* Begin Data for this exercise *

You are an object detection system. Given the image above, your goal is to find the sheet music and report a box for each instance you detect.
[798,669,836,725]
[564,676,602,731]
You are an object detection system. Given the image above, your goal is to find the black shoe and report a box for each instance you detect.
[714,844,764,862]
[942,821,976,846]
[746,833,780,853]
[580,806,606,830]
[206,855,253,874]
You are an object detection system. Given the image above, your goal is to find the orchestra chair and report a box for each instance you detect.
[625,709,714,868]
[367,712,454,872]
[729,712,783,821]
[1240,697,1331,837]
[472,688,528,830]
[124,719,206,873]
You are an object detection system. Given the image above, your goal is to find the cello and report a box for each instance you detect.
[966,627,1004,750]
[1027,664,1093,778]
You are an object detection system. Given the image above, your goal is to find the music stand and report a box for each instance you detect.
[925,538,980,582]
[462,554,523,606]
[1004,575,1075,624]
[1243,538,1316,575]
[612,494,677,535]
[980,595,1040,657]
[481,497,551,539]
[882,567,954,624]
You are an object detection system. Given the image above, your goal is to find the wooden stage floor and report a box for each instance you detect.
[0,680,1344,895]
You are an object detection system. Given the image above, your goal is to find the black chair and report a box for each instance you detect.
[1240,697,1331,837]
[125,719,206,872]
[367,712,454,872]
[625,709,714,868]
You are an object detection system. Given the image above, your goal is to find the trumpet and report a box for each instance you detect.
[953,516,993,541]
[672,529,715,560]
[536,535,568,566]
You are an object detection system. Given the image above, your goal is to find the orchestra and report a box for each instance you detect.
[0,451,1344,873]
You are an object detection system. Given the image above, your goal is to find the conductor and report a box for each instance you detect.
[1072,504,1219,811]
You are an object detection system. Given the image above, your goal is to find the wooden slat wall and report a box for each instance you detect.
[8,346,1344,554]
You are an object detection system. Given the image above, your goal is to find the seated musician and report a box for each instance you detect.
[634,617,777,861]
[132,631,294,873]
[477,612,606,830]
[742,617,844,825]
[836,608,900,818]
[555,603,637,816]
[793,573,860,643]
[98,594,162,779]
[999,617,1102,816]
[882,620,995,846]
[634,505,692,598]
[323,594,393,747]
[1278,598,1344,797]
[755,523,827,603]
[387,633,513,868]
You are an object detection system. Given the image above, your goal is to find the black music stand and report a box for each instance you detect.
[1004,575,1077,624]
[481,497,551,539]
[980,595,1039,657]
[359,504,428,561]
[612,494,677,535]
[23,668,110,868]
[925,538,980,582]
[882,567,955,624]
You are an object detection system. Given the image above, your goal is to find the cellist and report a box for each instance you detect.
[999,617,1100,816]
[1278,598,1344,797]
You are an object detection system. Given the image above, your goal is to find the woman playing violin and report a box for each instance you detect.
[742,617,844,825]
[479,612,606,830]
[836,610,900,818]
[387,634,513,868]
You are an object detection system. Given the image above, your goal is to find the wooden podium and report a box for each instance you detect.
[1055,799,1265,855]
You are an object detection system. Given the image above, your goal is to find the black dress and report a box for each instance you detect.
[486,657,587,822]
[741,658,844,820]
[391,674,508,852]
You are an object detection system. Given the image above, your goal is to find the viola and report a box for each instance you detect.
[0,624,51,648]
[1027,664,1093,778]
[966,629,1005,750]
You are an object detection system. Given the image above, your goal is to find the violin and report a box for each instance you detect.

* End Data for this exercise *

> **What is needed**
Reproduce all of the entries above line for line, without changing anything.

> **Complete output**
You are an object detection system. Given the image above, your goal is to find the sheet music and report a box for each instance you detect.
[798,669,836,725]
[564,676,602,731]
You are an object detection system. Given the image above, your goal is to find the black shoe and report a box for each instance you detect.
[714,844,764,862]
[942,821,976,846]
[746,833,780,853]
[580,806,606,830]
[206,855,253,874]
You are an object detection system. Given the image above, your goal is to find the orchestra chair and report a box for each instance you detect.
[625,709,714,868]
[367,712,454,872]
[729,712,783,821]
[1240,697,1331,837]
[472,688,528,830]
[124,719,206,873]
You are an object detection system. Given the image above, your goal is to find the cello and report a box for each instance you detect.
[966,627,1004,750]
[1027,664,1093,778]
You are an object detection system. Given the image above, your goal is to find the music stand and report a box for each instance you detect.
[925,538,980,582]
[462,554,523,606]
[1004,575,1075,624]
[1243,538,1316,575]
[612,494,677,535]
[980,595,1040,657]
[481,497,551,539]
[882,567,954,624]
You are an object detection system. Given the image above, your goal is to find the wooden stage floor and report a box for each instance you detect.
[0,680,1344,895]
You are an object detection system. Given the image above, your goal is to find the black chair and report a box for each instance you detect.
[1240,697,1331,837]
[125,719,206,872]
[367,712,454,872]
[625,709,714,868]
You are an object detection system. Given the image above, your goal is to find the trumpet and report a box for each instance you detect.
[953,516,993,541]
[672,529,715,560]
[536,535,568,566]
You are an object detection system. Given the image above, your goal is to find the orchestra and report a box for each instance you detect.
[0,451,1344,873]
You are an object detection system. Given the image above, your goal is to find the conductor and report a box for each instance you detect.
[1072,504,1219,811]
You are an object detection system. Given the image above, your goal is to find the wooden slat wall and report a box for each instance you detect.
[8,346,1344,554]
You are an object detection system. Given the image above, your goal is to find the seated musician and report a box for each instance you detect.
[634,617,777,861]
[132,631,294,873]
[477,612,606,830]
[742,617,844,825]
[836,608,900,818]
[555,603,637,816]
[793,573,860,643]
[98,594,162,779]
[999,617,1102,816]
[882,620,995,846]
[634,505,692,598]
[323,594,393,747]
[1278,598,1344,797]
[755,523,827,603]
[387,633,513,868]
You are an object detection system. Given the image above, your goal is to find the black music stand and report a box for each instance you detect.
[1004,575,1077,624]
[481,497,551,539]
[980,595,1039,657]
[359,504,428,561]
[612,494,677,535]
[23,668,110,868]
[925,538,980,582]
[882,567,955,624]
You are an object detection system. Given the image above, your goal is to find the cellist and report a box for each instance you detect.
[999,617,1100,816]
[1278,598,1344,797]
You are an object detection system. Given the image above, your goal is to find the woman playing violin and report a box for each instance you detect.
[742,617,844,825]
[479,612,606,830]
[836,610,900,818]
[387,634,513,868]
You are an object detection system. Given the image above, your goal is to find the wooden podium and report a box for each instance you detect.
[1055,799,1265,855]
You are an object detection system. Given the image above, your goal is to find the black dress and report a box for each instance you detect.
[486,657,587,822]
[741,658,844,820]
[391,674,508,852]
You are an object detection system. Given the image above, your goal is to find the viola and report a box for each instance you detect.
[0,624,51,648]
[1027,664,1093,778]
[966,629,1005,750]
You are an object detection system. Given the image above, your goal is to find the violin and report a box for each instance you detect.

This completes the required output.